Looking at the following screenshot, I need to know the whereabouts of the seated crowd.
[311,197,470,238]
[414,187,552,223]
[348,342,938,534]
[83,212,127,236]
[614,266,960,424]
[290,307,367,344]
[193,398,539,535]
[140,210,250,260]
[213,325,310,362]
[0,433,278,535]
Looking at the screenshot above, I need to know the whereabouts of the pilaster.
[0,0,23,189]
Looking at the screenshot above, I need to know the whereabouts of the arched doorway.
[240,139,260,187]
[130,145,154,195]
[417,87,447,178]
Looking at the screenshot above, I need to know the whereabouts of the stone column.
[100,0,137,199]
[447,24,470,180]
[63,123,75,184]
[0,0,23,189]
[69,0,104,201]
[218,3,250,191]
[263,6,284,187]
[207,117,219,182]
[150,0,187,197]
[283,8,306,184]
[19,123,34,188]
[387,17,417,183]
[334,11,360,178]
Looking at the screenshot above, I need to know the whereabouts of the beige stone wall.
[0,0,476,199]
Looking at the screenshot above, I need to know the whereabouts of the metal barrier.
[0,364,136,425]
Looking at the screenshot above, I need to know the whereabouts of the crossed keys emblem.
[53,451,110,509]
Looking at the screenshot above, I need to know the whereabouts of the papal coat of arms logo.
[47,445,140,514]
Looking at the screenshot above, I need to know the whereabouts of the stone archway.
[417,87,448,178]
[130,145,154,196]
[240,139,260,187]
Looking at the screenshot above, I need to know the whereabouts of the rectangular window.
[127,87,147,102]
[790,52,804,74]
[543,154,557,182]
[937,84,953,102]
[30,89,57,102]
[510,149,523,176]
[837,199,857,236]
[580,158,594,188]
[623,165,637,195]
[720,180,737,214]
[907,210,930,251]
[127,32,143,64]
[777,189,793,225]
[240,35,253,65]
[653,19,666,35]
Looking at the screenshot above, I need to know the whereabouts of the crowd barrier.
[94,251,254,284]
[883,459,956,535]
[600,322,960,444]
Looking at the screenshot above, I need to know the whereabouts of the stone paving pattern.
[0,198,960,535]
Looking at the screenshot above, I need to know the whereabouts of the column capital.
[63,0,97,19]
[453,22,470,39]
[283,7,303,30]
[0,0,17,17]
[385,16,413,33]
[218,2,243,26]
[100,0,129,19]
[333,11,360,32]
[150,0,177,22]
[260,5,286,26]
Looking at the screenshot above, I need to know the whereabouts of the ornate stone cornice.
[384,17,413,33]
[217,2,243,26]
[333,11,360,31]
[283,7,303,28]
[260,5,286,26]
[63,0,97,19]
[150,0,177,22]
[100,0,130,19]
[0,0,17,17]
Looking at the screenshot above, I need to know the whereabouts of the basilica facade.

□ □ □ □ □ □ □

— Objective —
Print all of the records above verbatim, keeping their original order.

— Problem solution —
Looking at the following screenshot, I need to know the whereabouts of the seated crowd.
[311,197,470,238]
[414,187,552,223]
[348,342,938,534]
[83,212,127,236]
[614,266,960,424]
[290,307,367,344]
[193,398,539,535]
[140,210,250,260]
[213,325,310,362]
[0,433,278,535]
Looking at the screenshot above, I need to know the whereabouts of the pilaster.
[0,0,23,189]
Looking at the screenshot above, I need to know the whereabouts of the arched doorway.
[240,139,260,187]
[130,145,154,195]
[417,87,447,178]
Looking at the screenshot above, I need to know the whereabouts of the stone column.
[100,0,137,199]
[447,24,470,180]
[63,123,75,184]
[0,0,23,189]
[69,0,104,201]
[218,3,250,191]
[263,6,284,187]
[207,117,219,182]
[150,0,187,197]
[283,8,306,184]
[19,123,34,188]
[387,17,417,183]
[334,11,360,178]
Looking at the screenshot above, I need to know the whereabouts of the beige stone wall.
[0,0,476,199]
Looking at the screenshot above, I need to know the whereabouts of the metal barrier.
[0,364,136,425]
Looking at the screenshot above, I need to know the whereabouts of the crossed keys emblem.
[53,451,110,509]
Looking at the screenshot above, I need to know the whereabouts of the papal coat of arms logo.
[47,445,140,514]
Looking at the screenshot above, I need to know the whereabouts of the stone archway.
[417,87,448,178]
[130,145,154,196]
[240,139,260,187]
Looking at the screenshot above, I need to know the whereabouts of the rectangular window.
[127,87,147,102]
[790,52,804,74]
[543,154,557,182]
[937,84,953,102]
[30,89,57,102]
[510,149,523,176]
[837,199,857,236]
[580,158,594,188]
[623,165,637,195]
[720,180,737,214]
[907,210,930,251]
[127,32,143,64]
[777,189,793,225]
[240,35,253,65]
[653,19,666,35]
Looking at the screenshot above, I need to know the whereabouts of the crowd barrier.
[94,251,254,284]
[883,459,956,535]
[600,322,960,444]
Looking at the screenshot above, I need to know the whereabouts of the stone paving pattern.
[0,198,960,535]
Looking at the screenshot above, I need to know the whereabouts of the column capital.
[63,0,97,19]
[453,22,470,39]
[283,7,303,30]
[0,0,17,17]
[385,16,413,33]
[218,2,243,26]
[100,0,129,19]
[333,11,360,32]
[150,0,177,22]
[260,5,286,26]
Looking at the screenshot above, I need to know the whereabouts of the ornate stone cornice.
[384,17,413,33]
[217,2,243,26]
[333,11,360,31]
[283,7,303,28]
[260,5,286,26]
[63,0,97,19]
[150,0,177,22]
[100,0,130,19]
[0,0,17,17]
Looking at the screenshot above, I need to know the whereabouts of the basilica facade.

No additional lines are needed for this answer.